:: GOAL A ::
In the data network text, can you rewrite the paragraph beginning "The specific number and configuration" more briefly while keeping its main facts?

Each channel may refer to a single point-to-point connection where data may be 
transferred between endpoints (e.g., host systems and I/O units). The centralized switch 
100 may also contain routing information using, for example, explicit routing and/or 
destination address routing for routing data from a source node (data transmitter) to a 
target node (data receiver) via corresponding link(s), and re-routing information for 
redundancy. 

The specific number and configuration of end stations (e.g., host systems and I/O 
units), switches and links shown in FIG. 1 are provided simply as an example data 
network. A wide variety of implementations and arrangements of a number of end 
stations (e.g., host systems and I/O units), switches and links in all types of data networks 
may be possible.

:: PROVIDED RECORDS ::

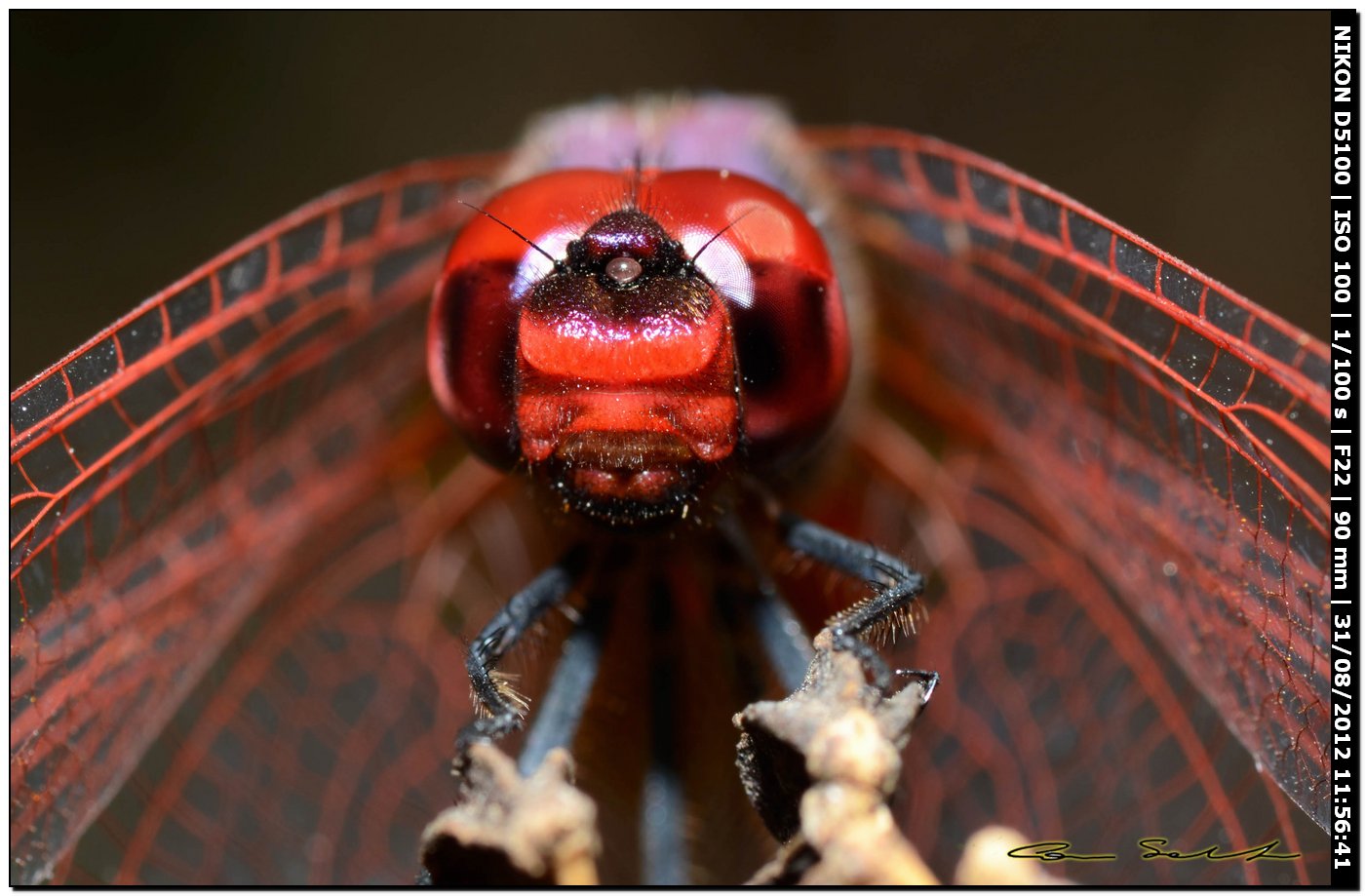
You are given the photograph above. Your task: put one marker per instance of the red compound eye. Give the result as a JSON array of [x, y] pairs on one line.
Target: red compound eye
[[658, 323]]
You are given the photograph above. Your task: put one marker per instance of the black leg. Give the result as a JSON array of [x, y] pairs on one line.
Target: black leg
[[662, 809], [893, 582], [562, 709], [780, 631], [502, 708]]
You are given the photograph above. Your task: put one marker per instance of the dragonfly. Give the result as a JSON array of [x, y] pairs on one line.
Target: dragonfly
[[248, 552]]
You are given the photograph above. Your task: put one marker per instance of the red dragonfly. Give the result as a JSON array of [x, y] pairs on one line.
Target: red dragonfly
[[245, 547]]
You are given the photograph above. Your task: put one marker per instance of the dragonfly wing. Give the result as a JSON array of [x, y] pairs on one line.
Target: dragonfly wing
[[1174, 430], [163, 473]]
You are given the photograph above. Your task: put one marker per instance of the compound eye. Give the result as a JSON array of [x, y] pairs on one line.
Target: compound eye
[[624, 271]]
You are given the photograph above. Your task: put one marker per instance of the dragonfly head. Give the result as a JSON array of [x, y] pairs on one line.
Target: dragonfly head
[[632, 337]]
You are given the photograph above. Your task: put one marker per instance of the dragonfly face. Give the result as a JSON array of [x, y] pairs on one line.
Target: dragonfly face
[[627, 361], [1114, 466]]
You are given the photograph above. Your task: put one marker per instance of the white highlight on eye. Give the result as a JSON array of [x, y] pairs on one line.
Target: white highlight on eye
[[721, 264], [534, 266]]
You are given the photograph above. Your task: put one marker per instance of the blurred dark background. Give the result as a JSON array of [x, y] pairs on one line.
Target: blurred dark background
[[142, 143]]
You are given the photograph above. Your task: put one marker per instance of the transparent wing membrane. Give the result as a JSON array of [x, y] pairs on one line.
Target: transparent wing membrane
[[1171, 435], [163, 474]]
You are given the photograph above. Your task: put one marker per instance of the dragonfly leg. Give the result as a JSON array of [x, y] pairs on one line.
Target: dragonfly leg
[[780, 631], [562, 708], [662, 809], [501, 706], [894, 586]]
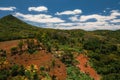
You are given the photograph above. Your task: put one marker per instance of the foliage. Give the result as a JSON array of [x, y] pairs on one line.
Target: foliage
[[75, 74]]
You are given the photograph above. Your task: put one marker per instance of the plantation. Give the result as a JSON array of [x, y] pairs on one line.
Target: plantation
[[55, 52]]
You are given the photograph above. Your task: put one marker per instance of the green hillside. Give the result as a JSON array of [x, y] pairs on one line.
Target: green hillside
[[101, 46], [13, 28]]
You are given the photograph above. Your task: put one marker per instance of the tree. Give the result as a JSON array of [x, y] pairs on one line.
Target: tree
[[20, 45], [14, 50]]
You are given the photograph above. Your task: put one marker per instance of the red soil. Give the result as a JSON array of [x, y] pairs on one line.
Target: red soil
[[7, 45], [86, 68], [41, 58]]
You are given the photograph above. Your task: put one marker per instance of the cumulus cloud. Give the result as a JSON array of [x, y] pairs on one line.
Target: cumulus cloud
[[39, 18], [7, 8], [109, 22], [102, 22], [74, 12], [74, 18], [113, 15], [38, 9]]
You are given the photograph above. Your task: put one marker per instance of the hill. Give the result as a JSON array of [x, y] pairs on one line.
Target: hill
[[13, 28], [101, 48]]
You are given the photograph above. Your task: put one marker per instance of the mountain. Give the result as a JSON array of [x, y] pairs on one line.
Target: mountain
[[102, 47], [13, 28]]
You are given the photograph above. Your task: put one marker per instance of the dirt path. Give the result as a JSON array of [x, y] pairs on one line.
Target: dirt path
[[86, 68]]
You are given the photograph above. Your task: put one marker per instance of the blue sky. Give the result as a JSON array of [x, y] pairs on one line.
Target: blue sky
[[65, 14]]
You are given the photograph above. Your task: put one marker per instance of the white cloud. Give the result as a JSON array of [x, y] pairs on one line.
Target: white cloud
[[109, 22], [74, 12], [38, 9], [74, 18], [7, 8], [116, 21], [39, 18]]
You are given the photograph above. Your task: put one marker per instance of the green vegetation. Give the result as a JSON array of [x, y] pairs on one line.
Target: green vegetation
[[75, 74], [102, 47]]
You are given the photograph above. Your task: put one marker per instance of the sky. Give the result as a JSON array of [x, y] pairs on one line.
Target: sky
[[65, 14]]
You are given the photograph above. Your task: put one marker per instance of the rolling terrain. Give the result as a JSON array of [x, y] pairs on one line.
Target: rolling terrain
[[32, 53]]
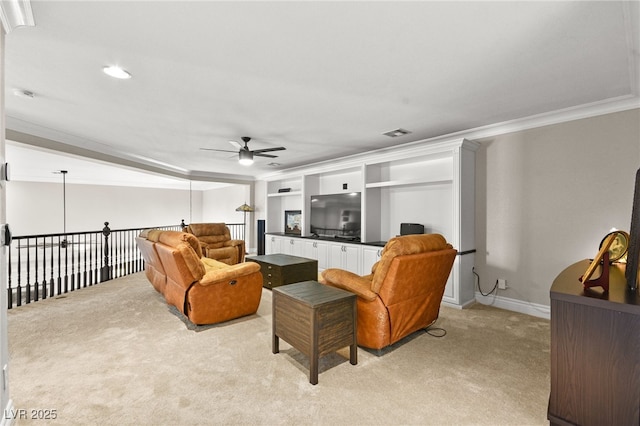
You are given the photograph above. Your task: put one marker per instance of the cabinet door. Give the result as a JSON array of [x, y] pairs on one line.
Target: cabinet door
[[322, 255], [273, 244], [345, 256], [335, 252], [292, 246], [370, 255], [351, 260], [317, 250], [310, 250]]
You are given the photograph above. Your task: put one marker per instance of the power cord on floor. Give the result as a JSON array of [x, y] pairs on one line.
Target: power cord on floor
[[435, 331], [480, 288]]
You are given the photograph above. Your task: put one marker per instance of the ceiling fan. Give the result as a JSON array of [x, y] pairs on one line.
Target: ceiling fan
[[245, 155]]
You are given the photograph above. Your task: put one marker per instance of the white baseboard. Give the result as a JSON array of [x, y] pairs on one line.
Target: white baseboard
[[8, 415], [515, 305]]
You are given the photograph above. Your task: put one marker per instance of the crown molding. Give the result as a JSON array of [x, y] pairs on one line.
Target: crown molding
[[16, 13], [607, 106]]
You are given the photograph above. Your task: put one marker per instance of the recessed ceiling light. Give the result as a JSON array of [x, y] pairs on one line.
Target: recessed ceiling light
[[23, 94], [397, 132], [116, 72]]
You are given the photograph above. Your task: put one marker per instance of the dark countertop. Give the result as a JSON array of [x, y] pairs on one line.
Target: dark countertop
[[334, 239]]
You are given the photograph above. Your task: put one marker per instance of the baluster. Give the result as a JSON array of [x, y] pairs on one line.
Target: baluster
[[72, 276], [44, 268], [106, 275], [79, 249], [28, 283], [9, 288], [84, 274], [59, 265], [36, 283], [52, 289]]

:: GOAL B ::
Could you reproduce everything in the listing from the line containing "the dragonfly leg." down to the line containing "[[7, 45], [86, 68], [41, 58]]", both included and requests kept, rescaling each point coordinate in the answers by 1.5 and rounding to whole numbers with halves rounded up? Leave the pictures out.

:: CORRECT OUTPUT A ::
The end stations (such as host systems and I/O units), switches and links in FIG. 1 are only one example data network. Many other implementations and arrangements of these components are possible in all types of data networks.

:: CORRECT OUTPUT B ::
You are given the photograph above. Your task: put one marker per instance of the dragonfly leg. Give the result as a JSON array of [x, y] pairs on one line.
Target: dragonfly leg
[[1170, 947], [843, 1062], [993, 1214], [752, 1059], [1341, 879]]
You are given the photograph above. Your task: put one marker per instance of the foliage. Give the result as a JSON array of [x, y] pairs on one line.
Target: foliage
[[113, 111]]
You are given the photograph above. Your task: put one marker per instance of the plantation. Give the result as a JSON array of [x, y] pairs on one line.
Target: plantation
[[83, 78]]
You are given the photograph above. Your task: put one marker per instance of the green hillside. Give the result as a JSON array of [x, y] pairs on one line.
Target: green hillside
[[152, 69], [20, 42]]
You are given the photograph above. Your task: put one marker per instance of the tree. Give the result as a JSON array of [x, y] pairs on one line.
Target: tree
[[30, 68], [21, 75]]
You are given the photograph above. Your task: put one marker per instance of the red soil. Give the result as a JSON array of [x, y] pairs on one line.
Target: red soil
[[11, 68], [129, 102], [62, 87]]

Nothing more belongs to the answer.